> [THE REQUEST] Please retype the entries below, from the line with "Existence query: locate any sea" to the line with "[1147,725,1223,787]", keeping every character as it is.

> [DATASET ENTRIES]
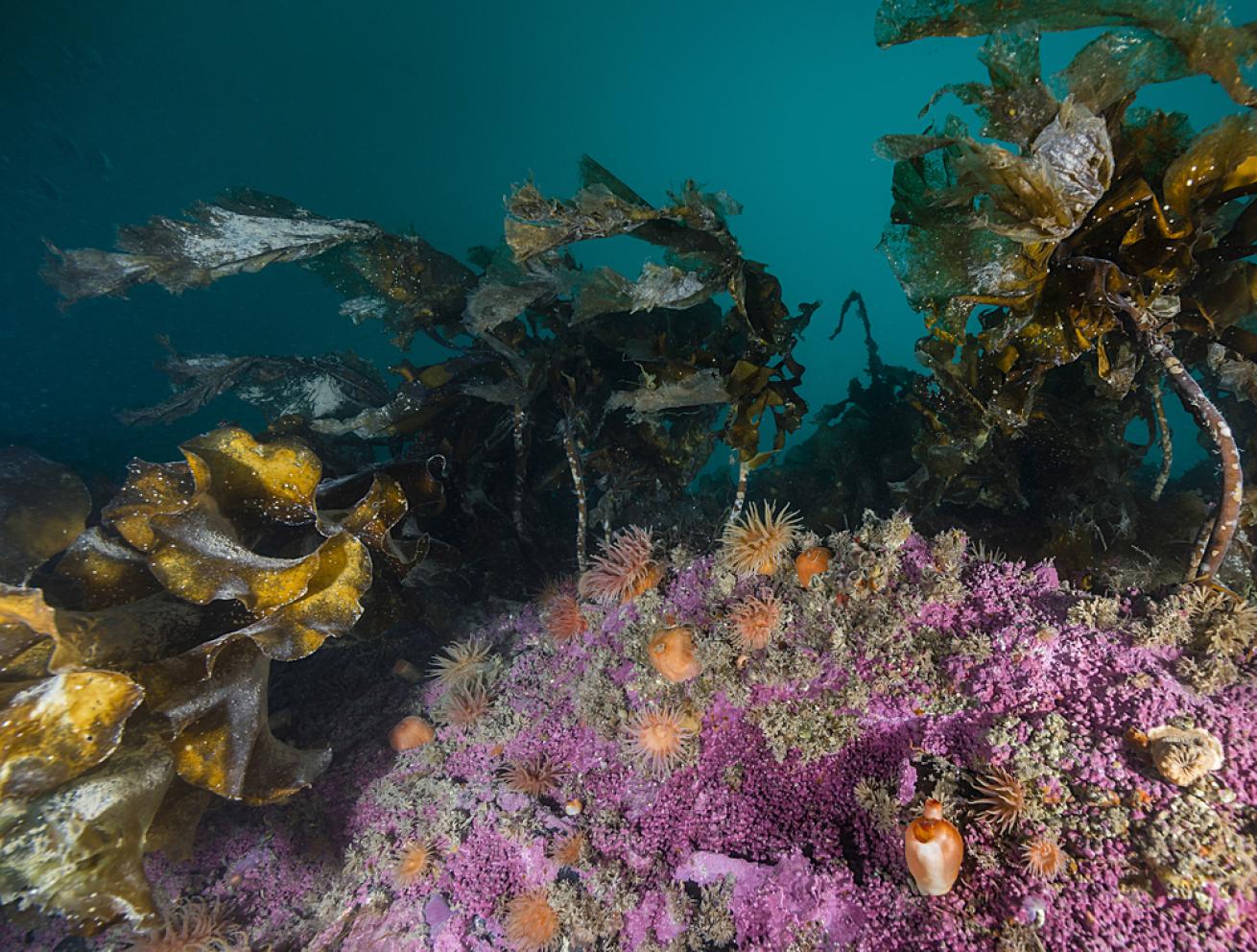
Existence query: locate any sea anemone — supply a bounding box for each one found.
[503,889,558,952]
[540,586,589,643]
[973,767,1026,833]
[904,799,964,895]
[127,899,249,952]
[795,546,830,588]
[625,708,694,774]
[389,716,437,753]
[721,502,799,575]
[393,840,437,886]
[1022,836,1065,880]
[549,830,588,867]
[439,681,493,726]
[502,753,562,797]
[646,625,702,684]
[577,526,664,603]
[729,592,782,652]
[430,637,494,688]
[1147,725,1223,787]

* * *

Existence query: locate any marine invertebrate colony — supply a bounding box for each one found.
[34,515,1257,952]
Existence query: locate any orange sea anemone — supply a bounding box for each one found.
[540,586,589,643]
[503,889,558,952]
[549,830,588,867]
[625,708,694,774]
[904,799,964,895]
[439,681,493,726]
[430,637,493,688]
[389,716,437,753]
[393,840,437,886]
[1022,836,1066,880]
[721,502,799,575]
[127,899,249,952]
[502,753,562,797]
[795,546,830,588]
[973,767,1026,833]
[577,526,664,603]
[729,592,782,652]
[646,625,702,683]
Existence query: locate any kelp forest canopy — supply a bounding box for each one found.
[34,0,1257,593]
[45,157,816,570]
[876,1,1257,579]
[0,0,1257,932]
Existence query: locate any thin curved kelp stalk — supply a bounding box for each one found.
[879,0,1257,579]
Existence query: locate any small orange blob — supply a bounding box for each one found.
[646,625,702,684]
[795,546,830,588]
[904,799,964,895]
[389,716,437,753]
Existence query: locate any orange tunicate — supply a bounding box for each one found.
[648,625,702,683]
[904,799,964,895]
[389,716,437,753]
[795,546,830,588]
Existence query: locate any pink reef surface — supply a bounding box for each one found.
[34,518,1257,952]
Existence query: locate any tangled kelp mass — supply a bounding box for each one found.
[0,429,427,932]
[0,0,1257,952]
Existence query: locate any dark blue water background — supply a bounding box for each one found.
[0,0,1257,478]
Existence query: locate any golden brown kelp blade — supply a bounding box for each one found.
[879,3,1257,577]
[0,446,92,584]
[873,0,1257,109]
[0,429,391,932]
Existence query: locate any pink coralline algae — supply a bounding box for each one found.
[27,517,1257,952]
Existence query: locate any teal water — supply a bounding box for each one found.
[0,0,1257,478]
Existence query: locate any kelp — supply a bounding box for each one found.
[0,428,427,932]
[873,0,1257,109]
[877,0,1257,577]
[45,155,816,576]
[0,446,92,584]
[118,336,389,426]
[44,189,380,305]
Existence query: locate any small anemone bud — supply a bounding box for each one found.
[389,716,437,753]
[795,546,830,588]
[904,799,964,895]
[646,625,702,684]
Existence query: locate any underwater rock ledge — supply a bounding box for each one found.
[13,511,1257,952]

--

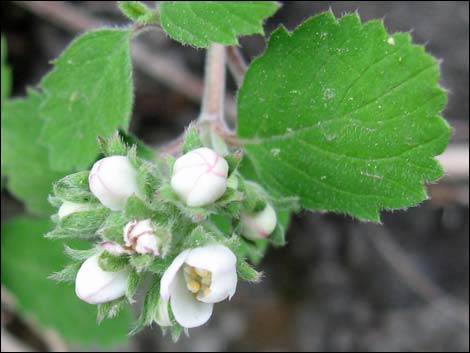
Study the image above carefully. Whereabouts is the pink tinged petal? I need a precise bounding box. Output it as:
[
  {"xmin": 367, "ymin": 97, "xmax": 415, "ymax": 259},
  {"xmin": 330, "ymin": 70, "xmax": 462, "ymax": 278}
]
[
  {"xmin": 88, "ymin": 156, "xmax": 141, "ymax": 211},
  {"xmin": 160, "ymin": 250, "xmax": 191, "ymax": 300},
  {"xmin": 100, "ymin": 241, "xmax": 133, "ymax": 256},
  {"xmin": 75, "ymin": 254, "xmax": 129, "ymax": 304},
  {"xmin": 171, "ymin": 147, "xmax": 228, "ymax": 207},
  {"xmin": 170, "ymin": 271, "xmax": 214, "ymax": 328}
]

> [EXERCISE RESULT]
Existence query: locate any sea anemone — supply a bounding box for each one found.
[503,889,558,952]
[540,586,589,643]
[973,767,1026,833]
[904,799,964,895]
[127,899,249,952]
[795,546,830,588]
[625,708,694,774]
[389,716,437,753]
[721,502,799,575]
[393,840,437,886]
[1022,836,1065,880]
[549,830,588,867]
[439,681,493,726]
[502,753,562,797]
[646,625,702,684]
[577,526,664,603]
[729,592,782,652]
[430,637,494,688]
[1147,725,1223,787]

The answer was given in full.